— Start Provided records —

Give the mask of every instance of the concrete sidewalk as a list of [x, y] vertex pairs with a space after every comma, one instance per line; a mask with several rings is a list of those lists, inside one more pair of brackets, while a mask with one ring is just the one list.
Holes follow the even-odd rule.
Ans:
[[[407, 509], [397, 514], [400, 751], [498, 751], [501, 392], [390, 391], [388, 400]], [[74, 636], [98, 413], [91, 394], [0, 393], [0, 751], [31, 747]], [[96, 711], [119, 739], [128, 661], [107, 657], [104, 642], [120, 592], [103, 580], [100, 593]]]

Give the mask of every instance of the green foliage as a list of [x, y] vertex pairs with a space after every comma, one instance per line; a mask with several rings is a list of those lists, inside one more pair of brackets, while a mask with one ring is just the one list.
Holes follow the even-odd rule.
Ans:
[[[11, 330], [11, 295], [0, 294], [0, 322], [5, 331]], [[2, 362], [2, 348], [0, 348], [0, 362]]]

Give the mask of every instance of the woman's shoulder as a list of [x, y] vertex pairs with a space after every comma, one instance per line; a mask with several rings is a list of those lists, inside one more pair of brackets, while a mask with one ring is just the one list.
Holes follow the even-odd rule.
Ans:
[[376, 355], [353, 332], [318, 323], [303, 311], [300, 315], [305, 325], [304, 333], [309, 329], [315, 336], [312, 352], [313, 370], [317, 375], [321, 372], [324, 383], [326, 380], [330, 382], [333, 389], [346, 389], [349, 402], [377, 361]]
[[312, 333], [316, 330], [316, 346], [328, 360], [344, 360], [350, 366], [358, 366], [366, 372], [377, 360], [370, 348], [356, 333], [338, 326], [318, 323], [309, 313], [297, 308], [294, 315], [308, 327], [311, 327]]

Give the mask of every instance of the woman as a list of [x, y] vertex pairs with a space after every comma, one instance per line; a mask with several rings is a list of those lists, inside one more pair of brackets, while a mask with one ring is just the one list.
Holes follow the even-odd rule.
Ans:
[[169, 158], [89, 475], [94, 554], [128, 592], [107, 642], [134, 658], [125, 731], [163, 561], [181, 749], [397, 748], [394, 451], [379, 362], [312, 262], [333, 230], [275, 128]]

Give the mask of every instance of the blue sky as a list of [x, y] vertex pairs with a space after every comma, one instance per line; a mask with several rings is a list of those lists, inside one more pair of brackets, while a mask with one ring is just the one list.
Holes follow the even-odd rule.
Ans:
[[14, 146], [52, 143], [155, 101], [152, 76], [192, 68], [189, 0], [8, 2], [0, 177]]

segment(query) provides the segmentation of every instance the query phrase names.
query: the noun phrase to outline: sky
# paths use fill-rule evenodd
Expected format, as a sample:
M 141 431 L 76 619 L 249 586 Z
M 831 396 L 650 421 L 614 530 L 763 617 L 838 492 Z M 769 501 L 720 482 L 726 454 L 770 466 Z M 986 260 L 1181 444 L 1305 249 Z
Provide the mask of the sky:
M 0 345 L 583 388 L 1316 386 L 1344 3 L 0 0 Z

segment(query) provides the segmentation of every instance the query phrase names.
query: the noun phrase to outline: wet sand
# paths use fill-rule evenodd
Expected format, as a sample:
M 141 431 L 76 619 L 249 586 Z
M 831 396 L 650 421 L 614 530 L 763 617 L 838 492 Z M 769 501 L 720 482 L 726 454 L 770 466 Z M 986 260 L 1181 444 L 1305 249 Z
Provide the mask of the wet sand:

— End Provided records —

- **Short task**
Report every line of the data above that contains the string "query", copying each line in full.

- **Answer in full**
segment(query) provides the segmentation of every instance the query phrase names.
query: the noun phrase to outline: sky
segment(query) provides the segmentation of every instance the query phrase names.
query: the noun phrase to outline: wet sand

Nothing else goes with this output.